What is asked> Please rewrite the material below from the line containing "Expected output, for every instance of the ceiling" through its final line, substituting "grille" for "vent" and keeping everything else the same.
[Begin Available data]
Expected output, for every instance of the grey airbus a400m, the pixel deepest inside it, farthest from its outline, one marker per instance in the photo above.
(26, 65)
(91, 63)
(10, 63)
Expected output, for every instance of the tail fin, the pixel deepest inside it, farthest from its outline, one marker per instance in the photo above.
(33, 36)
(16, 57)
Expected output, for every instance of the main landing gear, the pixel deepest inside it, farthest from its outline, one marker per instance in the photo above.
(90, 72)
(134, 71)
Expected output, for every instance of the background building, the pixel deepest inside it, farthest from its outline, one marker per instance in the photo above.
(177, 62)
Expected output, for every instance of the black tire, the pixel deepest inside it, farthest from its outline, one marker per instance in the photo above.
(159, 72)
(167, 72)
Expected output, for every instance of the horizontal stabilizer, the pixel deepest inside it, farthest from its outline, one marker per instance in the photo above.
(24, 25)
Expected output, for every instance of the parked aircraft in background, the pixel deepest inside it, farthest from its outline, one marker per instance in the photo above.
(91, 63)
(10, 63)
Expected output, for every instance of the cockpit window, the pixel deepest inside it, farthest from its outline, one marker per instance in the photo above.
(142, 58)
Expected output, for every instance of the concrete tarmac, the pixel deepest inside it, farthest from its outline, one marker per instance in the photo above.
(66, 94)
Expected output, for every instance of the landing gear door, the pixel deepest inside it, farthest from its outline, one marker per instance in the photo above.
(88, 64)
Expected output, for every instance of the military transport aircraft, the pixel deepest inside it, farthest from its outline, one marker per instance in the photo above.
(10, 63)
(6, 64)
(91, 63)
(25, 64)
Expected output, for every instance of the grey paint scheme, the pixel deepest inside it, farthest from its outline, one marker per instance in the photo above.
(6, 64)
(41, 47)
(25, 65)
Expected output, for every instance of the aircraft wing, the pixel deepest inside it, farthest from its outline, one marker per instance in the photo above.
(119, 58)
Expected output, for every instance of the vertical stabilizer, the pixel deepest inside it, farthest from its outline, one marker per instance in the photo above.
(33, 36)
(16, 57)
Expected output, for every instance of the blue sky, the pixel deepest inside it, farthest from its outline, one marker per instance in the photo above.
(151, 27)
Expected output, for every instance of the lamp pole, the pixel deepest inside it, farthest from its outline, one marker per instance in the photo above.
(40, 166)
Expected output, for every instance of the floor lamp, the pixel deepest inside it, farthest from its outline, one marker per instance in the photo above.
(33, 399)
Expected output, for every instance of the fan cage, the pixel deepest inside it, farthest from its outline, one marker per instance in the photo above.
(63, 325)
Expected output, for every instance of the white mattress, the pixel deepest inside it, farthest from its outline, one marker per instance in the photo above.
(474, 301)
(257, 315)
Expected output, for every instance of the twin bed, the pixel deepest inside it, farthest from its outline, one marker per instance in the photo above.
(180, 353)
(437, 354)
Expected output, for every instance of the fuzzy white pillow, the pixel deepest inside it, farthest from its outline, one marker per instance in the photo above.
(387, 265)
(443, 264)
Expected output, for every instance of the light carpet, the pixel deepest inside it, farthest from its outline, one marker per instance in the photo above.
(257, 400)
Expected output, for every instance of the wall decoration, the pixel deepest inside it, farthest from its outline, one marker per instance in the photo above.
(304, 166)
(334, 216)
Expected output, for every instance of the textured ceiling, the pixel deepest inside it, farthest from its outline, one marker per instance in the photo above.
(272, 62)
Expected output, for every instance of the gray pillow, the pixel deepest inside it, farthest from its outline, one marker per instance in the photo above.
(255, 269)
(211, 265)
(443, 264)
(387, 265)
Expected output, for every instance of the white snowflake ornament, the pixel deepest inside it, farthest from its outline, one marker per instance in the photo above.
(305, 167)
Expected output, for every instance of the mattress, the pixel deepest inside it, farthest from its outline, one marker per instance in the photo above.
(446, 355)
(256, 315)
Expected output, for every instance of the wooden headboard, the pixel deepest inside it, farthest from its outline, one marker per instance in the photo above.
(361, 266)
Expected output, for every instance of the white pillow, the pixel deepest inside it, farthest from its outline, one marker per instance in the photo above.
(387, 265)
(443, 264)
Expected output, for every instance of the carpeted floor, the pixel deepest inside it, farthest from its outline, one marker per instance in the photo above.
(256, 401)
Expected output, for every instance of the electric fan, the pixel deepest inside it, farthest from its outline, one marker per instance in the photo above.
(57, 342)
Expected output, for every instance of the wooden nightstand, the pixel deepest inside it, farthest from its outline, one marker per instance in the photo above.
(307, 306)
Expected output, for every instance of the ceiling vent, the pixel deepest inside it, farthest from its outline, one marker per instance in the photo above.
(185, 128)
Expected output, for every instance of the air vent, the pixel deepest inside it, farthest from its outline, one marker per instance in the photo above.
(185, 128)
[End Available data]
Output of the task>
Expected output, for every instance of the ceiling grille, the pixel deepest inside it, farthest from its outline, one marker per instance in the photo above.
(185, 128)
Expected output, for every instance of the air grille, the pixel deepest inside it, farthest from its outline, one marker per instance in the photo above.
(185, 128)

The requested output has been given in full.